_SHORT PROBLEM_.
Extract each line of the records below that contains the word "woman".

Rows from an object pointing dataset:
__________________________________________________

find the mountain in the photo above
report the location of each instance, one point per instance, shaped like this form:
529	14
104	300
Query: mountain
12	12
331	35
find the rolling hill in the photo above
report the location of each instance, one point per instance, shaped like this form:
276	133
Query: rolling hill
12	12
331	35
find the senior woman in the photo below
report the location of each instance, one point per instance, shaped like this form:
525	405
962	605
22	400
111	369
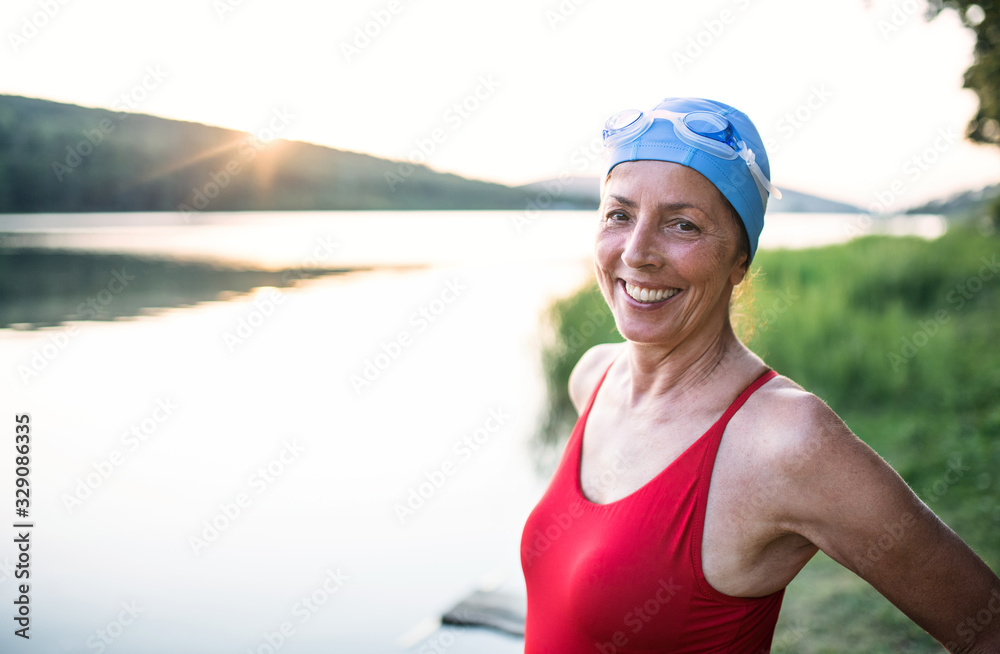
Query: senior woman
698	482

__________________________________________________

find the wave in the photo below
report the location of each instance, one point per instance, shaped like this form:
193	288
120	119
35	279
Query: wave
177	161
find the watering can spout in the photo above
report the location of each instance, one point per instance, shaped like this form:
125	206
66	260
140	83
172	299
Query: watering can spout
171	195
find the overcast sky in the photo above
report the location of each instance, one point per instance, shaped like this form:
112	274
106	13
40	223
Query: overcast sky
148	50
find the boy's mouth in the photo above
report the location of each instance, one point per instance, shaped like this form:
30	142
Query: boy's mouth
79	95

__________________________________________________

_RESULT OF THIS TASK_.
find the senior woman in the photo below
Query: senior woman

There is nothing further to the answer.